▸ Text excerpt:
------------

The Third Miracle

By Seasons | March 20, 2018


“It’s not what I want but it’s what I got.”

These were the words I heard from a resident I encountered in the courtyard of an Assisted Living Facility one evening while charting. I was waiting for traffic to subside before I began my 51 minute commute home, per my GPS. The resident’s Shih Tzu wanted to make a new friend. (Dogs are really good at helping start conversations.) This resident told me she had moved in two months ago and really missed her home where she had lived for many years. But she went on to say that she was going to learn to accept her new reality. ACCEPTANCE. This is the third miracle.

There are three miracles that I often raise in various ways with patients and families.

The first miracle is the miracle of “healing.” We have an inbuilt desire to live and survive. Most people who receive news of a life threatening illness will go to great lengths to receive healing. When this does not happen, it raises a lot of “why” questions.

The second miracle is the miracle of “ultimate healing.” Many who believe in an afterlife have a confidence that even though their bodies have not received healing in this life, they will in the next. This belief brings a lot of comfort and peace to many.

It’s important to talk about both of these at the end of life. But it’s also important to talk about the third miracle – the miracle of acceptance. This is where individuals accept, the best they can, the reality of their death and then act upon that reality.

------------

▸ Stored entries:

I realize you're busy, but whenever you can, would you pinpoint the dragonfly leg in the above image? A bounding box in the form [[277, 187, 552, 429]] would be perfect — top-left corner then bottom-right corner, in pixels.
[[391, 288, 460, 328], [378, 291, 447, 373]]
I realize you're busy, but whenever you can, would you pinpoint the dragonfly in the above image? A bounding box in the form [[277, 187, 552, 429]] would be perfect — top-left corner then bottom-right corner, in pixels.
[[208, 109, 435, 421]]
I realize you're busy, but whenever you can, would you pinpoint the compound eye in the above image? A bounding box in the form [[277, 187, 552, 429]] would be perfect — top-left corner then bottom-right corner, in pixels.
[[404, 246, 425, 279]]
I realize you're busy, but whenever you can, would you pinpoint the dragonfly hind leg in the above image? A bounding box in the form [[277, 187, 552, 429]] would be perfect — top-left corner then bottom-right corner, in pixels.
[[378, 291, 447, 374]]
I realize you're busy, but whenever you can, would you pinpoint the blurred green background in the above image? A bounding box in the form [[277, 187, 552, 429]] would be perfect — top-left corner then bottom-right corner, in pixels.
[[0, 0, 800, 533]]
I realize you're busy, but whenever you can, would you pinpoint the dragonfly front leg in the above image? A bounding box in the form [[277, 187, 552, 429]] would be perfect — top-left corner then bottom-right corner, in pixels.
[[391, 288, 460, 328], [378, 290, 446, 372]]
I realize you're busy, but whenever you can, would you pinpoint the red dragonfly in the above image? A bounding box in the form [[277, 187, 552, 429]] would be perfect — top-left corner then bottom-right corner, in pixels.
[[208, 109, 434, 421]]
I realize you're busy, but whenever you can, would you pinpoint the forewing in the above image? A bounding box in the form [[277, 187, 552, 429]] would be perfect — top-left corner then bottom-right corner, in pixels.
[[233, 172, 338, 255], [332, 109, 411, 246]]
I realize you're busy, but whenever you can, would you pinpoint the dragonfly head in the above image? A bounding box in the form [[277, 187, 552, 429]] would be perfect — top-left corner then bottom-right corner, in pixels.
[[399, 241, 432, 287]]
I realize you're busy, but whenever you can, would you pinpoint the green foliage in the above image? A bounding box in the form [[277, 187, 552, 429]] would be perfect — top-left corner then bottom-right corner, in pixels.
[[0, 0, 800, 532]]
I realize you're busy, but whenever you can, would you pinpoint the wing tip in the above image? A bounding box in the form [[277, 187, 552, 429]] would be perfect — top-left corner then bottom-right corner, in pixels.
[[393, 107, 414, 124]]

------------

▸ Parts of the exercise:
a. Copy the passage from the post on the three miracles, starting at the words "The second miracle" and ending after "upon that reality.", and rename "afterlife" to "world to come".
b. According to the post on the three miracles, how long ago had the resident in the courtyard moved in?
The rows are separate material from the text.

▸ Your written answers:
a.
The second miracle is the miracle of “ultimate healing.” Many who believe in an world to come have a confidence that even though their bodies have not received healing in this life, they will in the next. This belief brings a lot of comfort and peace to many.

It’s important to talk about both of these at the end of life. But it’s also important to talk about the third miracle – the miracle of acceptance. This is where individuals accept, the best they can, the reality of their death and then act upon that reality.

b. Two months ago.